**Blok Teks:**
"""

KILAS BALIK DEREGULASI DAN RESTRUKTURISASI KEGIATAN USAHA HILIR MIGAS

بِسمِ اللَّهِ الرَّحمٰنِ الرَّحيمِ

Deregulasi dan restrukturisasi kegiatan usaha hilir migas Indonesia menjadi topik yang ramai diperbincangkan pasca era pemerintahan Presiden Susilo Bambang Yudhoyono, dimana setelah mengumumkan pencabutan subsidi BBM dengan menaikkan harga jual Premium dan Solar dari masing-masing Rp. 6500 dan Rp 5500 menjadi Rp 8500 dan Rp 7500 pada 18 November 2014; Pemerintah menurunkan kembali harga jual masing-masing produk BBM tersebut pada 1 Januari 2015 menjadi Rp 7600 dan Rp 7250 dan turun ke level harga Rp 6600 dan Rp 6400 pada 19 Januari 2015.

Fluktuasi harga BBM tersebut merupakan dampak dari kebijakan di era pemerintahan Presiden Joko Widodo sebagaimana yang diumumkan pada 31 Desember 2014 oleh Menteri Koordinator Perekonomian Sofyan Djalil tentang penetapan formula harga eceran BBM yaitu harga dasar ditambah pajak pertambahan nilai (PPN) dan pajak bahan bakar kendaraan bermotor (PBBKB) dikurangi subsidi.


Pasar ideal bagi BBM telah menjadi sasaran daripada deregulasi dan restrukturisasi kegiatan usaha hilir migas Indonesia sejak tahun 2002.


Sumber: Paparan WORKSHOP PENGELOLAAN HULU – HILIR MIGAS ENERGI & CARBON CREDIT NAD Banda Aceh, 16 – 17 Juni 2009


Kegiatan usaha hilir (downstream) migas sejak UU 22/2001 diarahkan pada proses liberalisasi.  Pertamina tidak lagi mendominasi kegiatan usaha pengilangan, penyimpanan, ekspor-impor dan transportasi dengan dibukanya kran untuk perusahaan swasta, termasuk asing untuk dapat berpartisipasi dalam bisnis ini.

"""

**Kumpulan Baris:**
"""

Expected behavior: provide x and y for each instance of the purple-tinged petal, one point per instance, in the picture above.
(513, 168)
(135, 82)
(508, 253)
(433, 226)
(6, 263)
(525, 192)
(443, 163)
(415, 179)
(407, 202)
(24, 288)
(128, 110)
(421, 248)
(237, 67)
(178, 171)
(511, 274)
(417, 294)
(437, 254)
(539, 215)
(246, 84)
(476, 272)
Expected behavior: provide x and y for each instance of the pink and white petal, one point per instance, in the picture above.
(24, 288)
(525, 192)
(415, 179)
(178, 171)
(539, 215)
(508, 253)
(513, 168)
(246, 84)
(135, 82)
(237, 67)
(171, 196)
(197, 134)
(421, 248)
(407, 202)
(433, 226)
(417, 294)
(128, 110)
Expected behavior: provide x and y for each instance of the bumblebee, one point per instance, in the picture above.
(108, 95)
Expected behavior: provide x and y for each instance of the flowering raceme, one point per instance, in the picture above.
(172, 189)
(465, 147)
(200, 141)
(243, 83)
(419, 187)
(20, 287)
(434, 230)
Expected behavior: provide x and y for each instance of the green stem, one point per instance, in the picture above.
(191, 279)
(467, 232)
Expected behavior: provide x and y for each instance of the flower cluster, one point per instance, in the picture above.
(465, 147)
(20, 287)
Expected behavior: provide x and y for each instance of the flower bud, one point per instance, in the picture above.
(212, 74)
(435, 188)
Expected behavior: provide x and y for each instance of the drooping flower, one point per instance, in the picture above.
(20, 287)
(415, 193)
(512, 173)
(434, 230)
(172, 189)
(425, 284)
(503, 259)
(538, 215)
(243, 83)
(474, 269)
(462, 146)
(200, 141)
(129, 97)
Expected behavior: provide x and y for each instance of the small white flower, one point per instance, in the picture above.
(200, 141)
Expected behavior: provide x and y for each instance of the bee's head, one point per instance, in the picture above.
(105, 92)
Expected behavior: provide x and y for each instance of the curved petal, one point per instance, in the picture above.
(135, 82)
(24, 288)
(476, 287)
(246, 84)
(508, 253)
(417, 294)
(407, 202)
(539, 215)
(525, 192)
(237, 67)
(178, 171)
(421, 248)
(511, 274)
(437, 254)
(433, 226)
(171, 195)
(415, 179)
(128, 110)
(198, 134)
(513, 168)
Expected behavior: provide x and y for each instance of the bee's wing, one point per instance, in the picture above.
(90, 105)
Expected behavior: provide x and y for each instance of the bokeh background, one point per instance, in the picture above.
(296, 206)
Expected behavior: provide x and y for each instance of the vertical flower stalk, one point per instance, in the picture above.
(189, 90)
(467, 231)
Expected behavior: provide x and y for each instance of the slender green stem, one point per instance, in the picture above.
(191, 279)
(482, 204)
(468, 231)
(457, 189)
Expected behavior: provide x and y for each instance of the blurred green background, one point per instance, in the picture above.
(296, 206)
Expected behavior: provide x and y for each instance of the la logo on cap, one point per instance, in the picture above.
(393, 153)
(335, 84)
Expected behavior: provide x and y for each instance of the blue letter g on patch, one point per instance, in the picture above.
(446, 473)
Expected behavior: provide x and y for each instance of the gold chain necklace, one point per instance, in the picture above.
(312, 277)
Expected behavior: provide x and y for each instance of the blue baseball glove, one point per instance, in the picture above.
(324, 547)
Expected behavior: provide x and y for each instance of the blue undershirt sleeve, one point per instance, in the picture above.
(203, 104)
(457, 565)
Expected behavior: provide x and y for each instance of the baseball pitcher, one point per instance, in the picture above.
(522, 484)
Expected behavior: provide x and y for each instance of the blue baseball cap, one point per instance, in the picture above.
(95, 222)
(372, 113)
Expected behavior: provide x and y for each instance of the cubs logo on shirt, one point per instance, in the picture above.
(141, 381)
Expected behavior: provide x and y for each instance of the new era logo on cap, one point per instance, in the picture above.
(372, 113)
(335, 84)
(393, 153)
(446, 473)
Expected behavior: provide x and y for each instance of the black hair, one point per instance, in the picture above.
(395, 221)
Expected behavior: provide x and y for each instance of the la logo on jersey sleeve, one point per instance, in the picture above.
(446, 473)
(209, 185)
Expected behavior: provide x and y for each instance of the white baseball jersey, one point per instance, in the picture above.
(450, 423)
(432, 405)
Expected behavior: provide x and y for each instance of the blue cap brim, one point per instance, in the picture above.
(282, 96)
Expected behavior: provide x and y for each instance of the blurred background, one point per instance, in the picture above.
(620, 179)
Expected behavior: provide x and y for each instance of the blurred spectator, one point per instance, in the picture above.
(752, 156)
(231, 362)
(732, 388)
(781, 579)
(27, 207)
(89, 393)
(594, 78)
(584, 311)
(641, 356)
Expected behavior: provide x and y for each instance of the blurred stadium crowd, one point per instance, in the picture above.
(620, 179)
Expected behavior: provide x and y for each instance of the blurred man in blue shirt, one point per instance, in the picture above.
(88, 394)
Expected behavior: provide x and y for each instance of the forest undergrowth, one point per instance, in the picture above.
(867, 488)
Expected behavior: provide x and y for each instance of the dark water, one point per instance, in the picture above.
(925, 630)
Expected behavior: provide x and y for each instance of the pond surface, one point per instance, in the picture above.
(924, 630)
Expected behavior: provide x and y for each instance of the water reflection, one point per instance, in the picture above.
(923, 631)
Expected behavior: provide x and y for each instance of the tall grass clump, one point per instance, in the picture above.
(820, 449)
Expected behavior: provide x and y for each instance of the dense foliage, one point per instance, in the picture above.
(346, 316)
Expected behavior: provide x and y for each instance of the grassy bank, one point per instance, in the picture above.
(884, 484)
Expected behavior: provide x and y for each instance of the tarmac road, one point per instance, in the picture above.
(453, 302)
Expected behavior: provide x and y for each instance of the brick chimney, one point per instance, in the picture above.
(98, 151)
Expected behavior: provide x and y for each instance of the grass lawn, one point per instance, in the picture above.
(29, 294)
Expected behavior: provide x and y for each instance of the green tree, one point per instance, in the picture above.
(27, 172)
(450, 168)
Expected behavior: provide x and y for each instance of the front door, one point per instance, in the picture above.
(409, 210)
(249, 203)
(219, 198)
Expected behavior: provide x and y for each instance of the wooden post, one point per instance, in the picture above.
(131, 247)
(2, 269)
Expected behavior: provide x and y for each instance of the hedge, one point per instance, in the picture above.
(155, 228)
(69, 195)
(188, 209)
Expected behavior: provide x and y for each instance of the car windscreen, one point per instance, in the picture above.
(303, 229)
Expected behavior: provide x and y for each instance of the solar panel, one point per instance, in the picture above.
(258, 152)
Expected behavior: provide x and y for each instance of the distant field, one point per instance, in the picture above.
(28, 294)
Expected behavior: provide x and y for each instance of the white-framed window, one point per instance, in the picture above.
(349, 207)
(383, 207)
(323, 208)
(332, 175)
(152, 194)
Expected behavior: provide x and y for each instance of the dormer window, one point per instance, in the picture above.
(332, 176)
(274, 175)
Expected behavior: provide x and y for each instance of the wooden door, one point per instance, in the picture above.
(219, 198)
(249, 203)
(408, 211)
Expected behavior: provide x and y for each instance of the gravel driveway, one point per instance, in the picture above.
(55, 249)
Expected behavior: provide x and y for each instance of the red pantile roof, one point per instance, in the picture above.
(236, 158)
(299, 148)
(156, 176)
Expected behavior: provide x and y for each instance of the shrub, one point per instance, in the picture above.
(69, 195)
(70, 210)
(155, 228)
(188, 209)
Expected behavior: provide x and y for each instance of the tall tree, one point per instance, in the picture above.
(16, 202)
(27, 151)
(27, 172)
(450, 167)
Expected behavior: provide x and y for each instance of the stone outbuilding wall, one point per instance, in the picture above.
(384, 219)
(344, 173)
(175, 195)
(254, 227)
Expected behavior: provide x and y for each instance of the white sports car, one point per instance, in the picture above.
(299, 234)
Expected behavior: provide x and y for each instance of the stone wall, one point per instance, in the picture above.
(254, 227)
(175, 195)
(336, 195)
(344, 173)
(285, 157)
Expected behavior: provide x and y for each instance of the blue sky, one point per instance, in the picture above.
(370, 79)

"""

**Yang Diminta:** Teruskan tulisan tentang deregulasi dan restrukturisasi usaha hilir migas, mulai tepat setelah kalimat terakhirnya.

**Keluaran yang Diharapkan:**
Namun menurut kajian para pakar energi, sebagaimana yang disampaikan oleh Perencana bidang energi, Badan Perencanaan Pembangunan Nasional (BAPPENAS), Hanan Nugroho  pada Seminar Akademik Tahunan Ekonomi I, Pasca Sarjana Ekonomi Universitas Indonesia & Ikatan Sarjana Ekonomi Indonesia, Jakarta, 8-9 Desember 2004; lambannya penerbitan Peraturan Pemerintah (PP) sebagai kelanjutan dari UU 22/2001 tersebut, yaitu PP Hulu dan PP Hilir, telah menghasilkan jeda waktu yang panjang bagi kepastian iklim berusaha di bidang minyak dan gas bumi di Indonesia yang berakibat pada kelesuan investasi. Hal ini kemungkinan besar disebabkan karena Dirjen Migas dan BPH Migas belum benar-benar merincikan secara jelas tentang rencana pengembangan infrastruktur penyediaan BBM dan jaringan gas bumi nasional serta pengaturan mengenai harga, baik untuk berbagai jenis BBM maupun untuk biaya pengangkutan gas bumi (toll fee) yang sesuai dengan respon pasar di kegiatan usaha hilir migas.

Kemajuan yang lamban tersebut tentu saja dipengaruhi oleh beberapa pokok masalah yang umum terjadi pada penerapan kebijakan di sektor energi. Hal tersebut tampaknya telah diketahui dengan jelas oleh Menteri ESDM di kabinet Pemerintahan Presiden Joko Widodo, Sudirman Said sebagaimana yang telah dipaparkannya pada acara seminar nasional Pengelolaan Migas diWilayah Aceh, 27 Desember 2014 di Universitas Syiah Kuala Banda Aceh

Menteri ESDM menyatakan bahwa untuk mereformasi tata kelola migas Indonesia mau tidak mau harus berhadapan dengan tantangan-tantangan yang diantaranya adalah keengganan dari “para pemain lama” (incumbent) untuk beradaptasi dengan iklim investasi baru sehingga menyebabkan pertentangan kepentingan yang sangat besar.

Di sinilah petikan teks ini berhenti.